## STATED EXERCISE
Render the material as a JSON list of strings, one string per line and no blank lines, starting with the line containing "Where can the dark hair" and going on through the line containing "Target: dark hair". Include only those lines.

----- EXTRACTED MATERIAL -----

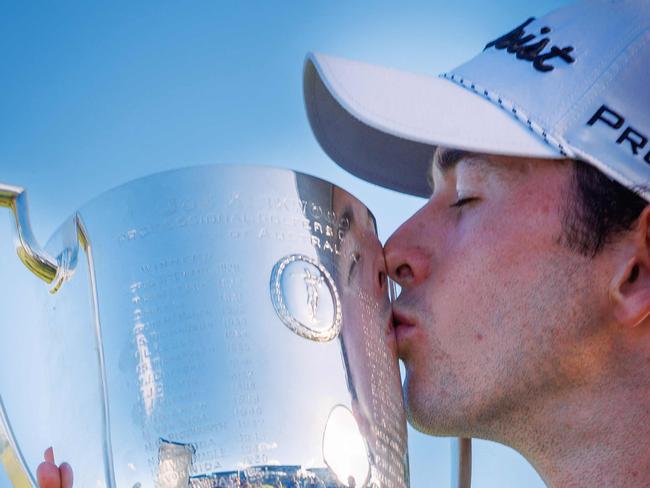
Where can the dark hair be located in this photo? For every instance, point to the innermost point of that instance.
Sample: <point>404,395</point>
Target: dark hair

-----
----- EXTRACTED MATERIAL -----

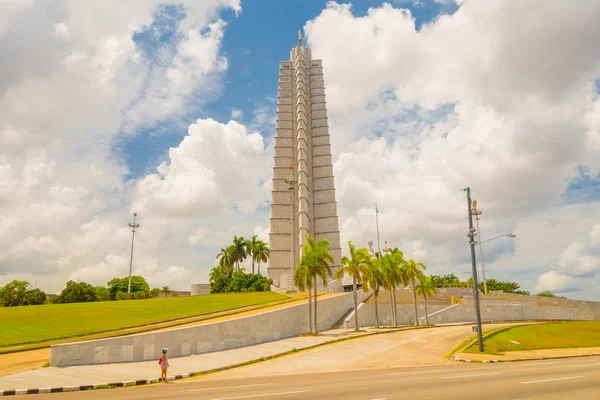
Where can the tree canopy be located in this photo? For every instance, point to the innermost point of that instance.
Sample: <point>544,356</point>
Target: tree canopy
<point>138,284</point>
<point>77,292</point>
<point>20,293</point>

-----
----- EXTRACTED MATERIAL -----

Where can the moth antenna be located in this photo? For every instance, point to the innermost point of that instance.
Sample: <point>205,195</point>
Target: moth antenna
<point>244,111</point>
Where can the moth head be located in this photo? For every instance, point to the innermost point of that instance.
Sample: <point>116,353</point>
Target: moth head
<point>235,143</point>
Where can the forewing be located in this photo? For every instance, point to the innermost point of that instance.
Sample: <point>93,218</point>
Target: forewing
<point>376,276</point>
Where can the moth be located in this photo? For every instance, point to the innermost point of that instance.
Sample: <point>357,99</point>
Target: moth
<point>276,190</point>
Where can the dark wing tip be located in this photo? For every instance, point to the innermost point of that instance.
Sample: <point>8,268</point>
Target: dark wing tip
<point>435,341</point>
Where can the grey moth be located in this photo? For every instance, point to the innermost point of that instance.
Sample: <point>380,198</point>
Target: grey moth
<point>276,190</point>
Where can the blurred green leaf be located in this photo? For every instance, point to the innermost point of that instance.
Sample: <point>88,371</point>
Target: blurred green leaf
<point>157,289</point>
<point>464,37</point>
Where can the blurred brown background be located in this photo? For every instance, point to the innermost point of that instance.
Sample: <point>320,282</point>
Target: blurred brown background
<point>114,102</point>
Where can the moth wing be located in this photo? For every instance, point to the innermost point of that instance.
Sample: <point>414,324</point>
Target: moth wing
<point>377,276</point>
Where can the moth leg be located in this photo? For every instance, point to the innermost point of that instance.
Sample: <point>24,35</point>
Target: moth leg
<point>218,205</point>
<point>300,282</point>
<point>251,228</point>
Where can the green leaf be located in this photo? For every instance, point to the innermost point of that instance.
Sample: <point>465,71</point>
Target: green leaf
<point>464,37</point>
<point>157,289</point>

-----

## TASK RESPONSE
[
  "Where can the dark hair be located in this photo? For every instance, point to the innermost point of that instance.",
  "Sample: <point>404,395</point>",
  "Target: dark hair"
]